==== 练习文本 ====
Node.js 性能优化：性能分析、集群与缓存

学习如何识别并修复 Node.js 性能瓶颈，涵盖 CPU 性能分析、内存泄漏、事件循环阻塞、集群、Redis 缓存及数据库查询优化。

Node.js 可以处理数万个并发连接——但前提是你要避免常见的陷阱。本指南将介绍如何识别瓶颈并修复它们。

理解事件循环

Node.js 使用单线程事件循环。这是它在 I/O 密集型工作负载下的超能力，但在 CPU 密集型任务中却是其致命弱点。

// ✅ 非阻塞——事件循环保持空闲
app.get('/users', async (req, res) => {
  const users = await db.query('SELECT * FROM users');  // I/O，让出事件循环
  res.json(users);
});

// ❌ 阻塞——事件循环在此期间被冻结
app.get('/compute', (req, res) => {
  const result = heavyComputation(); // 阻塞所有其他请求！
  res.json(result);
});

Node.js 性能优化：性能分析、集群与缓存插图

检测事件循环延迟

const { monitorEventLoopDelay } = require('perf_hooks');

const h = monitorEventLoopDelay({ resolution: 20 });
h.enable();

setInterval(() => {
  console.log({
    min: h.min / 1e6 + 'ms',
    max: h.max / 1e6 + 'ms',
    mean: h.mean / 1e6 + 'ms',
    p99: h.percentile(99) / 1e6 + 'ms',
  });
  h.reset();
}, 5000);

如果 P99 持续大于 100ms，则存在事件循环阻塞。
==== 数据摘录 ====
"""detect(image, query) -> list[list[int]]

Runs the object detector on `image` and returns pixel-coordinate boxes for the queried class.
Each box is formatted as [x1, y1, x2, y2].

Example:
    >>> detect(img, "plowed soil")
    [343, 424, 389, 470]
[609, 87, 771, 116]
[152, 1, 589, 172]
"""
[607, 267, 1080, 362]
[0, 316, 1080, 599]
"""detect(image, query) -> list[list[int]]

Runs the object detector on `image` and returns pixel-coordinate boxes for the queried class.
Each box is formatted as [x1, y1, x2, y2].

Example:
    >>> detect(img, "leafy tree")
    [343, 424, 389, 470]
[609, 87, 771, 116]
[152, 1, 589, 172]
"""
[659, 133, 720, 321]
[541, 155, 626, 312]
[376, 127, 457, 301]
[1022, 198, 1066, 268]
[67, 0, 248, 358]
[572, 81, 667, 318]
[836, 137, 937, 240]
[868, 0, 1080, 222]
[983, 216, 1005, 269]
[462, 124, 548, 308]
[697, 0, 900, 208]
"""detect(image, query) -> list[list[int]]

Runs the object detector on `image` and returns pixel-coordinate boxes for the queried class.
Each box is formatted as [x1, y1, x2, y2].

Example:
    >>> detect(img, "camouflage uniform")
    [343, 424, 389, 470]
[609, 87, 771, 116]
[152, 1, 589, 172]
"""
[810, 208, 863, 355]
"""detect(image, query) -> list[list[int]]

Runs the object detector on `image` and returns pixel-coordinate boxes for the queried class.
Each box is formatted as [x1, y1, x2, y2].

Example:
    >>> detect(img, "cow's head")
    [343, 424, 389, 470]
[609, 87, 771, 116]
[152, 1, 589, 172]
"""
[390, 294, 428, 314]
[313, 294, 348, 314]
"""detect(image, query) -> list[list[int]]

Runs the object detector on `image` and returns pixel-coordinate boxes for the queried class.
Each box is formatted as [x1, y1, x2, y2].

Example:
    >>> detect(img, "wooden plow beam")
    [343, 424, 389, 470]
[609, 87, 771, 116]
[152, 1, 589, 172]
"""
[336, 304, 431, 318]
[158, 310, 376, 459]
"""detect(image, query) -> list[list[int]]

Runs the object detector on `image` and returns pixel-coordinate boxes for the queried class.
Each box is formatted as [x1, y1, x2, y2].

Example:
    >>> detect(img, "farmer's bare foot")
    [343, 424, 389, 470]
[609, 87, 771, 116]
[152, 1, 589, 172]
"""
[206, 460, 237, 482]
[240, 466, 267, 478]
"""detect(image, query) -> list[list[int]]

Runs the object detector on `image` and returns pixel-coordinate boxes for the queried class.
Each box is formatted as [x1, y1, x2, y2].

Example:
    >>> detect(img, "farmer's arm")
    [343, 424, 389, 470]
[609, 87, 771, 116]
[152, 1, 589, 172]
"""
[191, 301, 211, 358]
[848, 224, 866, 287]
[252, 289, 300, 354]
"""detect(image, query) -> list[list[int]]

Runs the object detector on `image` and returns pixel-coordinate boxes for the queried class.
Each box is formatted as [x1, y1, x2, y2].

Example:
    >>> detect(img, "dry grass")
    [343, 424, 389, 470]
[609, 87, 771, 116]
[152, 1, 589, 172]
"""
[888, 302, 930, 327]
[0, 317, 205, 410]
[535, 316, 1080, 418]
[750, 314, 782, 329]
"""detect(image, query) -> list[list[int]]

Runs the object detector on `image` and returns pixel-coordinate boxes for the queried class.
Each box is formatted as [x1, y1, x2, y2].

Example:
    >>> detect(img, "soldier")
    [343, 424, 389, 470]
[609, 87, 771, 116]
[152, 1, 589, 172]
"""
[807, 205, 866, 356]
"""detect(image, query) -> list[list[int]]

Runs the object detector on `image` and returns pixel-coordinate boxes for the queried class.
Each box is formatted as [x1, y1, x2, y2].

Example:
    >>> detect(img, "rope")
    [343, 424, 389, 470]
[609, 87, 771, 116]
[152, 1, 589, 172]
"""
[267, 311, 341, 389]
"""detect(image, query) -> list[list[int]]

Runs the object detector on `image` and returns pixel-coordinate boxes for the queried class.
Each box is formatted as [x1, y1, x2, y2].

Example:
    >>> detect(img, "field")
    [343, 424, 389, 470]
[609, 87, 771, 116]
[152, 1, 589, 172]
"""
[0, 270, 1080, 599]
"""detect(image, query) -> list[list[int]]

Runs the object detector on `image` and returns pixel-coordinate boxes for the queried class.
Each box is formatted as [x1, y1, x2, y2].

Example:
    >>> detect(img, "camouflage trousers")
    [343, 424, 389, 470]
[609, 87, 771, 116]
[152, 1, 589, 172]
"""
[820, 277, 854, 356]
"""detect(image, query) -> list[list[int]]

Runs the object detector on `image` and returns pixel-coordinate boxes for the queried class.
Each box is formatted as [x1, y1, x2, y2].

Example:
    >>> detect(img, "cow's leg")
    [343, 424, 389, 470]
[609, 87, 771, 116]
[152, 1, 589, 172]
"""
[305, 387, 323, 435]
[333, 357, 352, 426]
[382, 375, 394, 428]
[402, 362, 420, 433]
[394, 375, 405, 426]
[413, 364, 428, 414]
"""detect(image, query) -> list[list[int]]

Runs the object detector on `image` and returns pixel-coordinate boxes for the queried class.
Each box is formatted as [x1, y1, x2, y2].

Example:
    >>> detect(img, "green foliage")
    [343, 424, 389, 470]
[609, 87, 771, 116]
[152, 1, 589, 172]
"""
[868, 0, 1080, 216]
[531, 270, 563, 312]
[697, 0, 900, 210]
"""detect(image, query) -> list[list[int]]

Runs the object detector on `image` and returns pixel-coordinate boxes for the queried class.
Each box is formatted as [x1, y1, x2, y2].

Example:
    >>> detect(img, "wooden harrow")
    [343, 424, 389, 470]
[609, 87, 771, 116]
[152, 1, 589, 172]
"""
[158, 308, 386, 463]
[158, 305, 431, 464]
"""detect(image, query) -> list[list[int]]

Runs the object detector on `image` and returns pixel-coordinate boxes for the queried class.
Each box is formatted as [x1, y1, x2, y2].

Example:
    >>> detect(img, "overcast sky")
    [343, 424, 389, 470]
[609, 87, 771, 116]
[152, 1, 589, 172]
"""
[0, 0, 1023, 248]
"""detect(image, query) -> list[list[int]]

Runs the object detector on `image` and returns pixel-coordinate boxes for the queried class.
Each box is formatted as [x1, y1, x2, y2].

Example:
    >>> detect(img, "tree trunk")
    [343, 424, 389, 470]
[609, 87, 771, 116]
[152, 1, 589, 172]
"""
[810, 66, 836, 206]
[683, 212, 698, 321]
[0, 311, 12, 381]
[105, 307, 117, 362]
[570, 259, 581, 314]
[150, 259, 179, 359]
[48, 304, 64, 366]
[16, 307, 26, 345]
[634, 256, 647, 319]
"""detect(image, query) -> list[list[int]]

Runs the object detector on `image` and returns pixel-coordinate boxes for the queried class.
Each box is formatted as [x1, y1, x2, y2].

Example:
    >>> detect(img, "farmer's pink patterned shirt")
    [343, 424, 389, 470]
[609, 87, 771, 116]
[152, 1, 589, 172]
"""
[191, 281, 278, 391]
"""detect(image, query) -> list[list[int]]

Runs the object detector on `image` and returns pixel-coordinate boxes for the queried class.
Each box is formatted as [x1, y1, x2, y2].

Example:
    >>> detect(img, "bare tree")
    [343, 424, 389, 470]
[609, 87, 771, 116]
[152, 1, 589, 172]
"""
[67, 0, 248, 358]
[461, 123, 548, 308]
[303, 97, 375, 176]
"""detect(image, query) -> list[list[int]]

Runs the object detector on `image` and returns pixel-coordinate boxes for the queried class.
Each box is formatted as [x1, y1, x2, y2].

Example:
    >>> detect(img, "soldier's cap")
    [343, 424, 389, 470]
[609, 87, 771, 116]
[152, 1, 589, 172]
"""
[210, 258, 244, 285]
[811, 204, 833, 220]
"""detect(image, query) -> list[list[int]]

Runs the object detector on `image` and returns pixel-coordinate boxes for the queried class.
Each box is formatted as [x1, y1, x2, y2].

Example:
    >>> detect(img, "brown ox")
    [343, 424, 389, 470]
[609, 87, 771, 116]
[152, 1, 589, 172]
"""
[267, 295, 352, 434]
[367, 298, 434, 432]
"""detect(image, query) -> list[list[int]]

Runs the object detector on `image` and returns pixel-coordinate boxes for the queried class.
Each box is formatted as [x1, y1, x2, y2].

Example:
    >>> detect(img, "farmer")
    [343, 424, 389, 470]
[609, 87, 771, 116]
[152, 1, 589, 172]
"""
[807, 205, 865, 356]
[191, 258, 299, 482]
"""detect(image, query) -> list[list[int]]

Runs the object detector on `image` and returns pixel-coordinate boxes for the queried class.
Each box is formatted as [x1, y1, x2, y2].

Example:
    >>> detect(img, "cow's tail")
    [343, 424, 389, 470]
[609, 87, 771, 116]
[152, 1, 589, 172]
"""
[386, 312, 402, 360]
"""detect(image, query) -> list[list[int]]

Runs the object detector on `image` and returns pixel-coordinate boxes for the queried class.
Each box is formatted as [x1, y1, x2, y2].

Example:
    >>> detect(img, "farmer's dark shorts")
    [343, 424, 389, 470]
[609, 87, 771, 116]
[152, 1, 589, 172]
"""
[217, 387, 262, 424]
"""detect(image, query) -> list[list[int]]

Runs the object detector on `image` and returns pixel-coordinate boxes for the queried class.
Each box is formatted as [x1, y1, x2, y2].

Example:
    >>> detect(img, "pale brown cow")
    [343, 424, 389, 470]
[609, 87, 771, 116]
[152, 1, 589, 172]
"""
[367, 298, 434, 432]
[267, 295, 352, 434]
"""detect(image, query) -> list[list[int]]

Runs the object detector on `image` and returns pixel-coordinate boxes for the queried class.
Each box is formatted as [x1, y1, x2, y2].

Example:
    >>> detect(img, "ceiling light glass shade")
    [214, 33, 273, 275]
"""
====
任务要求 1 — 判断下列三项说法是否与练习文本相符，每项回答"是"或"否"，并原样引用文中起决定作用的文字：(a) Node.js 使用多线程事件循环；(b) 单线程事件循环是 Node.js 在 CPU 密集型任务中的致命弱点；(c) P99 持续大于 50ms 即可判定存在事件循环阻塞。
任务要求 2 — 用两句话概括练习文本的内容。

你的答案 1 —
(a) 否。"Node.js 使用单线程事件循环。"
(b) 是。"但在 CPU 密集型任务中却是其致命弱点。"
(c) 否。"如果 P99 持续大于 100ms，则存在事件循环阻塞。"

你的答案 2 — Node.js 使用单线程事件循环，这在 I/O 密集型工作负载下是它的超能力，在 CPU 密集型任务中却是致命弱点，同步的计算会阻塞所有其他请求。可以用 perf_hooks 中的 monitorEventLoopDelay 检测事件循环延迟，P99 持续大于 100ms 即表明存在事件循环阻塞。